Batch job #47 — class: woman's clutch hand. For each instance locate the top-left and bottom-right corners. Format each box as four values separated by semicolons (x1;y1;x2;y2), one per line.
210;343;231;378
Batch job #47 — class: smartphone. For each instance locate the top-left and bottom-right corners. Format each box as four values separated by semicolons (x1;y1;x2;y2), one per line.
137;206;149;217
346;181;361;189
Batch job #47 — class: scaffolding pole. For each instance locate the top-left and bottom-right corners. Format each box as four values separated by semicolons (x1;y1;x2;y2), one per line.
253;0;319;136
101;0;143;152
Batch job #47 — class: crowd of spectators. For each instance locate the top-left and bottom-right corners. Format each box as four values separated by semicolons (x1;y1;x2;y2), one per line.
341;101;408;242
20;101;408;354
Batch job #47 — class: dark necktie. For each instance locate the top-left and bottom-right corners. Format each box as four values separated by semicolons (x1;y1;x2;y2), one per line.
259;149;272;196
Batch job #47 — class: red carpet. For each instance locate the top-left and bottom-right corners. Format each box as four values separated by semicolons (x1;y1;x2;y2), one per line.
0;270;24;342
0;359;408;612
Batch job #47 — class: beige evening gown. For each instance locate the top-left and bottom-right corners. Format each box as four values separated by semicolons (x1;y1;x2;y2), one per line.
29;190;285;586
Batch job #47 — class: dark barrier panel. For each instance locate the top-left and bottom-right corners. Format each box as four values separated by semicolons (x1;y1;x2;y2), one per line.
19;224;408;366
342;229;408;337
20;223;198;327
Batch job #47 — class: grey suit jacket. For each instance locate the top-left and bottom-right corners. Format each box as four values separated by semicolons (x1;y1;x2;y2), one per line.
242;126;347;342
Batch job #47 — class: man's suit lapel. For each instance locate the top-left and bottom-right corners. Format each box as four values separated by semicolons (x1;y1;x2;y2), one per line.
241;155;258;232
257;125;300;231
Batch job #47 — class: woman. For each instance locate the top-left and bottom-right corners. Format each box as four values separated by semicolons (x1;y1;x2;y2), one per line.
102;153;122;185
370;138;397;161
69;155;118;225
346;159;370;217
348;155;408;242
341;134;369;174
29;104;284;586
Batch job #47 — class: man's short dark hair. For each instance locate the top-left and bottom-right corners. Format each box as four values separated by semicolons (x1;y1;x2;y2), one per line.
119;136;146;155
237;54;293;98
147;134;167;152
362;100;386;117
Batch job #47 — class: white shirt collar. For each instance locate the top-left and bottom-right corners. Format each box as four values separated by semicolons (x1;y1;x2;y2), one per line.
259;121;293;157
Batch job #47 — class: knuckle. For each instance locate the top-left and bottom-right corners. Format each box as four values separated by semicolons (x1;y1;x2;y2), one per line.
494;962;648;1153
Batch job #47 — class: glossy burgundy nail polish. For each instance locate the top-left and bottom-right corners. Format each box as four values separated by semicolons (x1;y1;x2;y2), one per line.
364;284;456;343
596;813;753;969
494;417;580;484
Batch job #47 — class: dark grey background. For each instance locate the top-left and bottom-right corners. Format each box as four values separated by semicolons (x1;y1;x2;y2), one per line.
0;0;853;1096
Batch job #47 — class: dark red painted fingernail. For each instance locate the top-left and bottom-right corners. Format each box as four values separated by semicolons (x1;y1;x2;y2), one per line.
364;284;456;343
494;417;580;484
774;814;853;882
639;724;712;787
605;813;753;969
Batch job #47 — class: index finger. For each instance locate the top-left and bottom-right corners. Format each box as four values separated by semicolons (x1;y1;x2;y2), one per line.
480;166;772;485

§ GOAL: Retype the material word for word, from the line with "Batch job #47 — class: man's suit" up to and including the line with "29;104;284;586".

§ SOLUTION:
Batch job #47 — class: man's suit lapel. For each instance locate the top-left and bottom-right corners. Format each box as four values separated by semicolons (x1;y1;x2;y2), one per line.
241;155;258;232
257;125;300;231
Batch job #47 — class: woman. For each instance locate the top-left and bottom-right corners. Format each box as four values separated by semicolons (x1;y1;x2;y2), one per line.
102;153;122;185
370;138;397;161
69;155;118;225
346;159;370;217
348;155;408;242
341;134;369;174
29;104;284;586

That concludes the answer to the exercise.